**Task brief:** Copy out every line of the listing below word for word, changing nothing.

**Records:**
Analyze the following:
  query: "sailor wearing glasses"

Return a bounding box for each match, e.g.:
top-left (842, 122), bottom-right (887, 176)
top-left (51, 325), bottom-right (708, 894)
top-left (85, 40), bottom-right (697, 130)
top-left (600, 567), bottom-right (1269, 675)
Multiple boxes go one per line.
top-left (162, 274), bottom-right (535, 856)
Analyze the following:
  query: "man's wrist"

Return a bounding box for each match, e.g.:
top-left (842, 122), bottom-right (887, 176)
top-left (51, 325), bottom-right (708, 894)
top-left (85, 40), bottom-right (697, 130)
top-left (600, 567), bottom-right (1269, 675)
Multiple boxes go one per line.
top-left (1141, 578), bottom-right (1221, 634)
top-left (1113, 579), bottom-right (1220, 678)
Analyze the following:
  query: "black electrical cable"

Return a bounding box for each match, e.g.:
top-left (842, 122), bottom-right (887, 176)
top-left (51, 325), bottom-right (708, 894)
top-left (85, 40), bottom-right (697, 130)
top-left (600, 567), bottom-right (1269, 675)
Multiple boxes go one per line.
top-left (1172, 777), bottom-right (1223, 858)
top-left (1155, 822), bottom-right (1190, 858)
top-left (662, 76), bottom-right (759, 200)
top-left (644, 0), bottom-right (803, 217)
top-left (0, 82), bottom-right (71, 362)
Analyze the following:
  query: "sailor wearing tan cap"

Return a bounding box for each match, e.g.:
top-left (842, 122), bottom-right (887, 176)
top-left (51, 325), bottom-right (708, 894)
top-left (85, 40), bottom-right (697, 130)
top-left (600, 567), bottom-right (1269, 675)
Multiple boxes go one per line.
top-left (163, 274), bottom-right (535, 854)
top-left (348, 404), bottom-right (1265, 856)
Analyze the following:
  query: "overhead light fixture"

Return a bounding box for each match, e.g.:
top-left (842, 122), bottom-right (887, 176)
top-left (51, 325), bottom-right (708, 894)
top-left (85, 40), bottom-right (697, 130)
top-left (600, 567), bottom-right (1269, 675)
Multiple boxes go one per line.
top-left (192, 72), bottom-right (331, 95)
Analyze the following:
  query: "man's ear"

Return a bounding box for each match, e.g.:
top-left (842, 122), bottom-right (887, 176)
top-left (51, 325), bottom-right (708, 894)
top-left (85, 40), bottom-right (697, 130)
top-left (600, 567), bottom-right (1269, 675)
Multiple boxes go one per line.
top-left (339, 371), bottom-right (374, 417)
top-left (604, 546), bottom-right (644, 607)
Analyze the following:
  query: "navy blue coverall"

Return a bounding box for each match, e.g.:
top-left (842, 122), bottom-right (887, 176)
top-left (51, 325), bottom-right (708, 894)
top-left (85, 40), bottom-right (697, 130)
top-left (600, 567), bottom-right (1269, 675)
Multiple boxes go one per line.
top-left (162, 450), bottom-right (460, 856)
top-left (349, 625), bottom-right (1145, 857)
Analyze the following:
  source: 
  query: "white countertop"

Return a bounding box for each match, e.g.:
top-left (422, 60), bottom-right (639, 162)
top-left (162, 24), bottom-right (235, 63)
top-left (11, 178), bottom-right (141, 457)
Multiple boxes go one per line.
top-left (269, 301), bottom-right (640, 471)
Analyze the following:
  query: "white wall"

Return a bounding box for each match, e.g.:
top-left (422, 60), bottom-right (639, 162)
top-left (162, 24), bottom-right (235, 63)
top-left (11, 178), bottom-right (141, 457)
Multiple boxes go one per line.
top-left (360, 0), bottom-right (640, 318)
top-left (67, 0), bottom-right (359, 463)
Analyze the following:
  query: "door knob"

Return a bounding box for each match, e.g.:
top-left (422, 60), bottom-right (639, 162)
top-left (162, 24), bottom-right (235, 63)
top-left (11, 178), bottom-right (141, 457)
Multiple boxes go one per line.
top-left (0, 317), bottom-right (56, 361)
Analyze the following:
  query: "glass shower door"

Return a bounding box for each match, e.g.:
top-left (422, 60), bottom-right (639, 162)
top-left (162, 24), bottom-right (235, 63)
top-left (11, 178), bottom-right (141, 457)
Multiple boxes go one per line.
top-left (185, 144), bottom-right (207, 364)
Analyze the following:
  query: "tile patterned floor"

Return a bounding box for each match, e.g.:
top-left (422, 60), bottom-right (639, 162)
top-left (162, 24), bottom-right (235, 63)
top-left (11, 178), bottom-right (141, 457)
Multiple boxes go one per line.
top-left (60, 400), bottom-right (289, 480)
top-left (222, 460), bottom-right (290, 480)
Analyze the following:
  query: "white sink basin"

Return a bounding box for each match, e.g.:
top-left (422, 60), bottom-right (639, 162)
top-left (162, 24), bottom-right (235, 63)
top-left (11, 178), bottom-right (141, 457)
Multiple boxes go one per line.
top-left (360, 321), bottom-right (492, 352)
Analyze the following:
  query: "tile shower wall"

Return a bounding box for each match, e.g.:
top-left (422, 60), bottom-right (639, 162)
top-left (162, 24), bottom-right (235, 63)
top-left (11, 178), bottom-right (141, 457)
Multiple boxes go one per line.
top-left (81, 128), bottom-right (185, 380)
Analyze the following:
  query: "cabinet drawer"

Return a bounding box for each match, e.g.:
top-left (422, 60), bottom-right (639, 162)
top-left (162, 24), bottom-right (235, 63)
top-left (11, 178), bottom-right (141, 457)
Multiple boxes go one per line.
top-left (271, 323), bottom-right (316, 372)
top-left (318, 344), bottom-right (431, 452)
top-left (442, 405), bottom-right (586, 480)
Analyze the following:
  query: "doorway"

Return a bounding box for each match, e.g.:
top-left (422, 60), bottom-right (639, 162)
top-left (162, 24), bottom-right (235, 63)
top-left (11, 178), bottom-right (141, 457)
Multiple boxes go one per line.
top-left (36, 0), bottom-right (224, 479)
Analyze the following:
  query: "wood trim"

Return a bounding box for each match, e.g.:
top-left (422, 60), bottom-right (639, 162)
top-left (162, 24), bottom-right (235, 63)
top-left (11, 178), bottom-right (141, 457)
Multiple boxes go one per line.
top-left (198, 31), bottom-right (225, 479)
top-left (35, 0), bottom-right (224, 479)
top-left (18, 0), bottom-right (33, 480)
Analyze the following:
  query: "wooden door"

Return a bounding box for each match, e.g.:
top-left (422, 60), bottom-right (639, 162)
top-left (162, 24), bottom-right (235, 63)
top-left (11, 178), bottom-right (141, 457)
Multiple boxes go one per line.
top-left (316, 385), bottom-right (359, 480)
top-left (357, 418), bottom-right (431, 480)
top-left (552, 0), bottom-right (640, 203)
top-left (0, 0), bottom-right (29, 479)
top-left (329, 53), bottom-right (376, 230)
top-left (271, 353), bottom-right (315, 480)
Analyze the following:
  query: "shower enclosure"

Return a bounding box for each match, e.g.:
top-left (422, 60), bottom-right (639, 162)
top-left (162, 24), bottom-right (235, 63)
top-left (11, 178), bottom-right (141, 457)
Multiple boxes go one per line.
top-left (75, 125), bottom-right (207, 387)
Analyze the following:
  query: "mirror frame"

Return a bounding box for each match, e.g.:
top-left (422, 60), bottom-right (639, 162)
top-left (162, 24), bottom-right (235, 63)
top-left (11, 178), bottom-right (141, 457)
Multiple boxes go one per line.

**Worked solution:**
Analyze the following:
  query: "sailor wearing glasses"

Return a bounding box for each match, e.g.:
top-left (842, 122), bottom-right (887, 176)
top-left (51, 325), bottom-right (708, 894)
top-left (85, 40), bottom-right (697, 130)
top-left (600, 567), bottom-right (1269, 675)
Multiple boxes go one per line.
top-left (162, 274), bottom-right (535, 856)
Analyze the following:
  query: "man's wrist"

Return a bounding box for each match, e.g.:
top-left (842, 122), bottom-right (887, 176)
top-left (51, 325), bottom-right (708, 894)
top-left (85, 40), bottom-right (697, 130)
top-left (600, 567), bottom-right (1269, 675)
Multiple boxes go one per line.
top-left (1141, 578), bottom-right (1221, 634)
top-left (1113, 579), bottom-right (1220, 678)
Analyze the following:
  query: "black electrical cable"

Return a bounding box for each match, e.g.:
top-left (842, 122), bottom-right (887, 176)
top-left (51, 325), bottom-right (708, 894)
top-left (85, 40), bottom-right (697, 130)
top-left (600, 567), bottom-right (1269, 675)
Multiple boxes go one per line.
top-left (1172, 777), bottom-right (1223, 858)
top-left (1155, 822), bottom-right (1190, 858)
top-left (662, 76), bottom-right (759, 200)
top-left (644, 0), bottom-right (803, 217)
top-left (0, 82), bottom-right (71, 362)
Analyze the following:
  query: "sailor wearing tan cap"

Return a bounding box for each match, e.g.:
top-left (842, 122), bottom-right (887, 176)
top-left (51, 325), bottom-right (708, 894)
top-left (85, 40), bottom-right (697, 130)
top-left (600, 567), bottom-right (1269, 675)
Multiple boxes go one per line.
top-left (163, 274), bottom-right (535, 854)
top-left (348, 404), bottom-right (1265, 856)
Analyze the following:
  query: "overhead light fixture"

Return a bounding box for each match, e.g.:
top-left (842, 122), bottom-right (887, 176)
top-left (51, 325), bottom-right (708, 894)
top-left (85, 40), bottom-right (697, 130)
top-left (600, 567), bottom-right (1269, 675)
Multiple boxes go one per line.
top-left (192, 72), bottom-right (331, 95)
Analyze the following:
  query: "man's ear"

Return a bounding box for each match, e.g.:
top-left (842, 122), bottom-right (887, 176)
top-left (51, 325), bottom-right (708, 894)
top-left (85, 40), bottom-right (697, 130)
top-left (600, 567), bottom-right (1269, 675)
Multiple boxes go one per line.
top-left (339, 371), bottom-right (374, 417)
top-left (604, 546), bottom-right (644, 607)
Analyze the following:
  query: "navy blue coverall"

Return a bounding box for each match, e.g.:
top-left (842, 122), bottom-right (887, 176)
top-left (51, 325), bottom-right (708, 894)
top-left (85, 40), bottom-right (697, 130)
top-left (600, 567), bottom-right (1269, 675)
Multiple boxes go one per line.
top-left (162, 450), bottom-right (460, 856)
top-left (349, 625), bottom-right (1145, 857)
Analyze the following:
  source: 
  query: "white countertop"

Return a bounding box for each match, e.g.:
top-left (422, 60), bottom-right (639, 162)
top-left (162, 24), bottom-right (235, 63)
top-left (11, 178), bottom-right (141, 457)
Multiple boxes go one per line.
top-left (269, 301), bottom-right (640, 471)
Analyze the following:
  query: "white wall"

Return a bounding box for each match, e.g.:
top-left (422, 60), bottom-right (639, 162)
top-left (162, 24), bottom-right (235, 63)
top-left (11, 178), bottom-right (141, 457)
Multiple boxes go one per line.
top-left (360, 0), bottom-right (640, 318)
top-left (67, 0), bottom-right (359, 463)
Analyze the following:
  query: "door knob"

Return a bounding box for each match, e.g.:
top-left (422, 60), bottom-right (639, 162)
top-left (162, 24), bottom-right (235, 63)
top-left (11, 178), bottom-right (141, 457)
Multiple boxes go one per line.
top-left (0, 317), bottom-right (56, 361)
Analyze the following:
  query: "glass shower door"

Return a bounding box for each match, e.g.:
top-left (422, 60), bottom-right (639, 162)
top-left (162, 24), bottom-right (235, 63)
top-left (11, 178), bottom-right (141, 457)
Multiple boxes go one per line.
top-left (185, 144), bottom-right (207, 364)
Analyze the following:
  query: "tile patterned floor"

Return a bounding box for each match, e.g.:
top-left (422, 60), bottom-right (639, 162)
top-left (162, 24), bottom-right (235, 63)
top-left (11, 178), bottom-right (141, 457)
Multiple boxes go one per line.
top-left (60, 400), bottom-right (289, 480)
top-left (222, 460), bottom-right (290, 480)
Analyze the following:
  query: "white sink basin"

Return a bounding box for each match, e.g.:
top-left (422, 60), bottom-right (639, 162)
top-left (162, 24), bottom-right (235, 63)
top-left (11, 178), bottom-right (141, 457)
Multiple boxes go one per line.
top-left (360, 321), bottom-right (492, 352)
Analyze the following:
  query: "tile shower wall"

Return a bounding box for each match, e.g.:
top-left (422, 60), bottom-right (639, 162)
top-left (162, 24), bottom-right (235, 63)
top-left (11, 178), bottom-right (141, 457)
Multiple boxes go one per line.
top-left (81, 128), bottom-right (185, 380)
Analyze the following:
  query: "cabinet drawer"

Return a bounding box for each match, e.g.:
top-left (422, 60), bottom-right (639, 162)
top-left (162, 24), bottom-right (235, 63)
top-left (11, 178), bottom-right (141, 457)
Multiple boxes go one per line.
top-left (271, 323), bottom-right (316, 372)
top-left (318, 344), bottom-right (431, 452)
top-left (442, 405), bottom-right (586, 480)
Analyze the following:
  query: "doorway"

Return a bounding box for each match, e.g.:
top-left (422, 60), bottom-right (639, 162)
top-left (162, 24), bottom-right (235, 63)
top-left (11, 178), bottom-right (141, 457)
Multiple boxes go one per line.
top-left (36, 0), bottom-right (224, 479)
Analyze the following:
  query: "wood trim"

Return a bounding box for each match, e.g.:
top-left (422, 60), bottom-right (639, 162)
top-left (162, 24), bottom-right (235, 63)
top-left (11, 178), bottom-right (141, 457)
Multiple boxes go one per line.
top-left (198, 31), bottom-right (225, 479)
top-left (35, 0), bottom-right (224, 479)
top-left (18, 0), bottom-right (33, 480)
Analyze the following:
  query: "wooden door"

Return a bounding box for each match, e.g.:
top-left (422, 60), bottom-right (639, 162)
top-left (162, 24), bottom-right (235, 63)
top-left (11, 178), bottom-right (141, 457)
Multiple boxes go one per line.
top-left (316, 385), bottom-right (359, 480)
top-left (357, 418), bottom-right (431, 480)
top-left (552, 0), bottom-right (640, 203)
top-left (0, 0), bottom-right (29, 479)
top-left (329, 53), bottom-right (376, 230)
top-left (271, 353), bottom-right (315, 480)
Analyze the following:
  query: "shower enclosure"

Return a bounding box for each match, e.g.:
top-left (422, 60), bottom-right (639, 162)
top-left (162, 24), bottom-right (235, 63)
top-left (11, 178), bottom-right (141, 457)
Multiple boxes go one per line.
top-left (75, 125), bottom-right (207, 387)
Analyze the following:
  query: "mirror frame"

Return a bounding box for each match, e.g.:
top-left (422, 60), bottom-right (639, 162)
top-left (162, 24), bottom-right (235, 63)
top-left (11, 178), bottom-right (141, 457)
Multiple boxes go one per line.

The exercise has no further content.